# START OF Provided text
Chapter 2: Foundations of Social Media Communication

Why Use Social Media?

Before diving into specific strategies and tactics of social media, let’s review why social media is important to digital communication and marketing. There are many advantages to using social media for professional purposes and to promote your organization’s brand, products, services, and/or mission. Here are several areas where social media shines:

  • Connecting with New Audiences
  • Building Relationships
  • Increasing Website Traffic
  • Distributing Targeted Messages
  • Conducting Market Research
  • Sharing Expertise
  • Managing Reputation
  • Evaluating Analytics and Insights

A Six-Step Social Media Framework

6-Step Social Media Marketing Framework

This six-step framework supports your social media strategy and activities. As you learn more about digital communication, you will be presented with a variety of frameworks. Understanding the similarities and differences is important, but what you do is ultimately up to you, which may mean your own personalized framework. Used correctly, the framework will align your chosen strategies and tactics.

Step 1: Listen and Learn

Social media allows organizations to listen to their target audiences and see what they are doing. Without any prompting, organizations can listen to what their customers are saying about their needs, wants, and desires. Communicators can cut out most of the guess work.
# END OF Provided text
Requirement 1> Say whether each statement agrees with the text on social media communication, answering yes or no and quoting the deciding words exactly: (a) the framework it describes has six steps; (b) the first step of the framework is called "Listen and Learn"; (c) organizations must prompt their customers before they can hear about their needs.
The records that follow are separate material and have no connection to the text about social media communication.
# START OF Data to use
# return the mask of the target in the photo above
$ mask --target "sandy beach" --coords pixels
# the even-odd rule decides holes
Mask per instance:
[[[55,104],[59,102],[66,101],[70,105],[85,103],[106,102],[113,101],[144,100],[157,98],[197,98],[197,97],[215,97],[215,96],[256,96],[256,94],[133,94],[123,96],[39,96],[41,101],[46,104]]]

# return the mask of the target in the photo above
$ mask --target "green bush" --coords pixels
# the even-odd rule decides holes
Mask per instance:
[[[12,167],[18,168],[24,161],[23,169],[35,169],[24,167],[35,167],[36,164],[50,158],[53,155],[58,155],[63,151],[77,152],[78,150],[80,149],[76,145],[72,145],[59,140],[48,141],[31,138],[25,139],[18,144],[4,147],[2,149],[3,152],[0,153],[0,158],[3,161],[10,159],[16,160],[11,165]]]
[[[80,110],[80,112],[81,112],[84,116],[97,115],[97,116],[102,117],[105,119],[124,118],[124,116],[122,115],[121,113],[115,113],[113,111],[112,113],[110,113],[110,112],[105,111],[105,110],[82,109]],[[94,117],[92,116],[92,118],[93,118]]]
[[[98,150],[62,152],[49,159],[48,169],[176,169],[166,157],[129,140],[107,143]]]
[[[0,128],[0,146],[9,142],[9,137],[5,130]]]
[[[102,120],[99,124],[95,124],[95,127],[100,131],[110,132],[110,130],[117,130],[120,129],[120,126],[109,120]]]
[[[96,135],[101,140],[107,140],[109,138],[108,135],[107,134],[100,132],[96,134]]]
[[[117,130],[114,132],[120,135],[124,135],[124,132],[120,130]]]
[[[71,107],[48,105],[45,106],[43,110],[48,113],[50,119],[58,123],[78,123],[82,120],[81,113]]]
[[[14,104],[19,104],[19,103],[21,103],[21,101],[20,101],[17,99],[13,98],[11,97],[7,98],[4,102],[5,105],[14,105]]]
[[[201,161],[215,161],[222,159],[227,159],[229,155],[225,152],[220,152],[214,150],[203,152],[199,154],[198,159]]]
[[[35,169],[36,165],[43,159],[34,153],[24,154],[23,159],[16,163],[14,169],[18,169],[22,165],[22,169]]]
# END OF Data to use
# START OF Data to use
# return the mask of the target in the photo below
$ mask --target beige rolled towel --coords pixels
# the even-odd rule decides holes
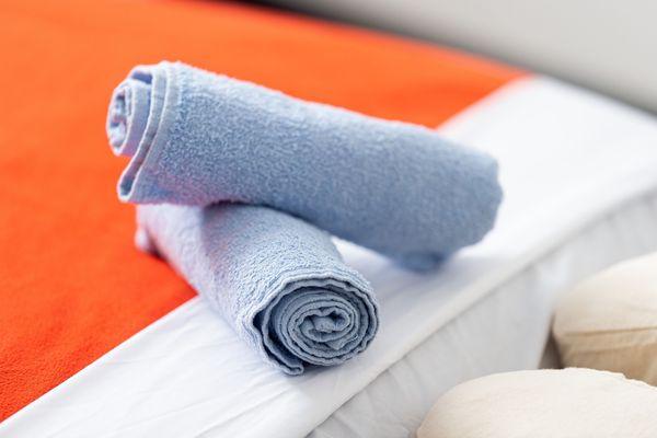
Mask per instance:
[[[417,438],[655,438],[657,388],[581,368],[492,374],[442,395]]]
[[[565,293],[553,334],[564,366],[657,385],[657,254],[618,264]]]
# END OF Data to use
Requirement 2> Rewrite the records from the line containing "# return the mask of the target in the photo below" through the line containing "[[[565,293],[553,334],[564,366],[657,385],[657,254],[618,264]]]", requests included, and decrease every coordinate in the masks by 40. Leave the pictures out of your answer.

Task output 1>
(a) Yes: "This six-step framework supports your social media strategy and activities."
(b) Yes: "Step 1: Listen and Learn"
(c) No: "Without any prompting, organizations can listen to what their customers are saying about their needs, wants, and desires."

Task output 2>
# return the mask of the target in the photo below
$ mask --target beige rolled towel --coords pixels
# the even-odd rule decides holes
Mask per instance:
[[[377,398],[615,398],[617,348],[541,328],[452,334],[402,355]]]
[[[525,253],[513,294],[524,326],[617,345],[617,214],[578,224]]]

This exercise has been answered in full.